PROBLEM DETAILS :: Will you copy out the items from the line containing "Where can you spot the brown dried" through the end, changing every "Drop a point" to "Place a marker" and keeping everything else the same? Leave the pictures out.

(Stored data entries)

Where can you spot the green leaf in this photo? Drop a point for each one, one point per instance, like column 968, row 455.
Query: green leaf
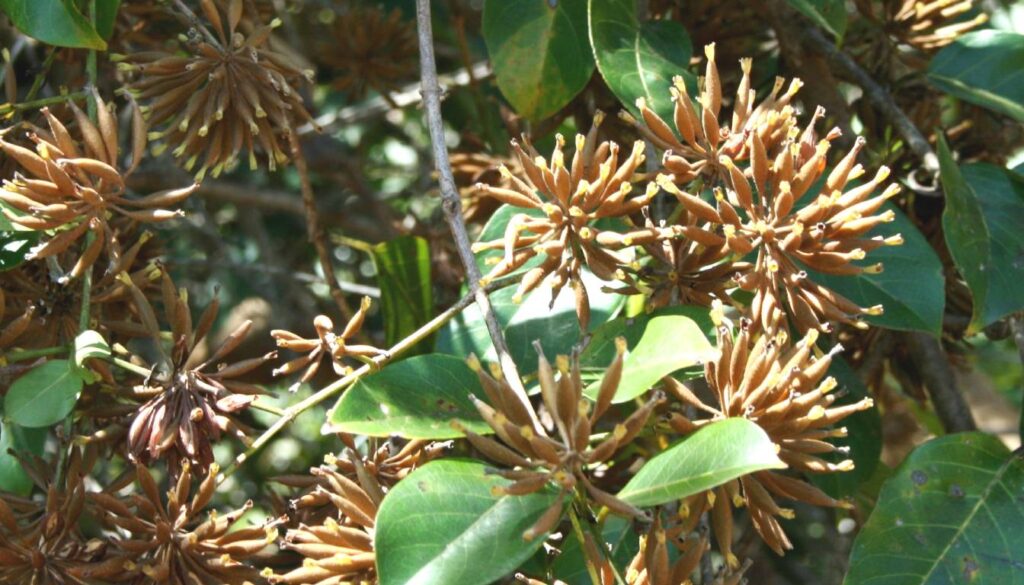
column 683, row 329
column 407, row 292
column 556, row 326
column 13, row 479
column 442, row 524
column 983, row 68
column 950, row 514
column 540, row 52
column 14, row 246
column 982, row 225
column 53, row 22
column 107, row 15
column 88, row 344
column 44, row 395
column 716, row 454
column 639, row 59
column 912, row 266
column 864, row 440
column 829, row 14
column 417, row 398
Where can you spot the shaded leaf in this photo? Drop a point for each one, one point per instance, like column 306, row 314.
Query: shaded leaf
column 417, row 398
column 540, row 52
column 950, row 514
column 683, row 329
column 44, row 395
column 983, row 68
column 53, row 22
column 639, row 59
column 912, row 266
column 407, row 293
column 712, row 456
column 442, row 524
column 982, row 225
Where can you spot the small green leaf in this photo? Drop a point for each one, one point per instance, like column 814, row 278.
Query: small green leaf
column 442, row 524
column 639, row 59
column 864, row 437
column 13, row 479
column 950, row 514
column 647, row 336
column 555, row 326
column 984, row 236
column 912, row 266
column 407, row 292
column 44, row 395
column 829, row 14
column 983, row 68
column 53, row 22
column 417, row 398
column 716, row 454
column 88, row 344
column 540, row 52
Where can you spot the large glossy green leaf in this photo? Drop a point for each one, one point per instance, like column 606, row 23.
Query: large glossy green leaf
column 951, row 514
column 863, row 441
column 44, row 395
column 829, row 14
column 418, row 398
column 912, row 266
column 555, row 326
column 442, row 524
column 540, row 52
column 982, row 223
column 13, row 479
column 683, row 329
column 407, row 293
column 710, row 457
column 638, row 59
column 53, row 22
column 983, row 68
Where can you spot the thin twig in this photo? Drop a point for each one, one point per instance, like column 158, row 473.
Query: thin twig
column 931, row 361
column 452, row 204
column 878, row 95
column 315, row 230
column 292, row 412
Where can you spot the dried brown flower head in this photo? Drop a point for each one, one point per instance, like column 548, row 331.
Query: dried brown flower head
column 783, row 388
column 188, row 403
column 327, row 343
column 171, row 543
column 537, row 459
column 77, row 190
column 566, row 200
column 340, row 547
column 225, row 93
column 705, row 138
column 370, row 49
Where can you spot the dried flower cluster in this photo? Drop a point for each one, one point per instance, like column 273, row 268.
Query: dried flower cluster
column 225, row 93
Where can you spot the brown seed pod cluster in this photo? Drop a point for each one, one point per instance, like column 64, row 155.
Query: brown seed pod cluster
column 189, row 400
column 537, row 459
column 369, row 49
column 170, row 542
column 75, row 189
column 339, row 547
column 784, row 389
column 565, row 199
column 220, row 93
column 327, row 343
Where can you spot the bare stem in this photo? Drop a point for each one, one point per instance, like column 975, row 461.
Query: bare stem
column 292, row 412
column 315, row 230
column 452, row 204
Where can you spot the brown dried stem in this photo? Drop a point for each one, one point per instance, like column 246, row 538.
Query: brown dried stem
column 314, row 227
column 452, row 203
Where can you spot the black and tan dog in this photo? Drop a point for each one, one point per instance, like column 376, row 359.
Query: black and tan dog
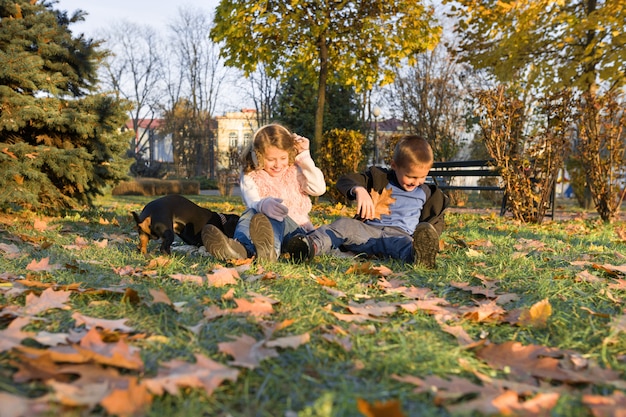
column 174, row 214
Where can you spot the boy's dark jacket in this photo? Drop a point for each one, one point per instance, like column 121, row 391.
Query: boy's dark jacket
column 377, row 178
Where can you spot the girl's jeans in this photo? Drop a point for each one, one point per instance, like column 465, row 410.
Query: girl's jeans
column 283, row 231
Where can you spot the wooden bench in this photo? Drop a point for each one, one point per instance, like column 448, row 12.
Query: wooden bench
column 442, row 174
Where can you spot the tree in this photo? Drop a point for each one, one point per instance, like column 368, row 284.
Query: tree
column 201, row 78
column 551, row 44
column 352, row 43
column 133, row 70
column 296, row 104
column 430, row 98
column 61, row 143
column 263, row 90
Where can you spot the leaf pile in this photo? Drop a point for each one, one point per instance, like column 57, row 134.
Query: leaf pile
column 123, row 360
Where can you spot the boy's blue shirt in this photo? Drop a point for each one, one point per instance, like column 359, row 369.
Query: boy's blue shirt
column 405, row 211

RESPONSE BELOW ::
Where can you spot the brown dried stem in this photo? Place a marker for each one, one point per instance, like column 246, row 538.
Query: brown dried stem
column 314, row 227
column 452, row 203
Where can you spot the black and tan dog in this photo? Place a marker for each one, one point per instance, like column 376, row 359.
Query: black and tan dog
column 174, row 214
Where can you spot the boy's dark jacket in this photo? Place a marker for each one, one point per instance, like column 121, row 391.
Query: boy's dark jacket
column 377, row 178
Where can you spot the girl's jeans in this photo? Place a marker for each one, one point per instance, like column 465, row 410.
Query: girl's jeans
column 283, row 231
Where can you spot the wooden bench in this photo? Place a marker for each one, one point per instance, like column 448, row 12.
Query: wooden bench
column 442, row 174
Where can you spot the tree in this photo? Place a marker for each one, one point per instance, like column 368, row 284.
Query: tree
column 201, row 78
column 551, row 44
column 352, row 43
column 133, row 70
column 296, row 104
column 430, row 98
column 61, row 143
column 263, row 90
Where can you spot the leaf pile in this photo? Place a marker for each one, one point per instance, like column 57, row 134.
Query: leaf pile
column 123, row 360
Where can you spot the boy's blue shirt in this photo? Place a marker for each one, one point per instance, like column 359, row 369.
Query: boy's blue shirt
column 405, row 211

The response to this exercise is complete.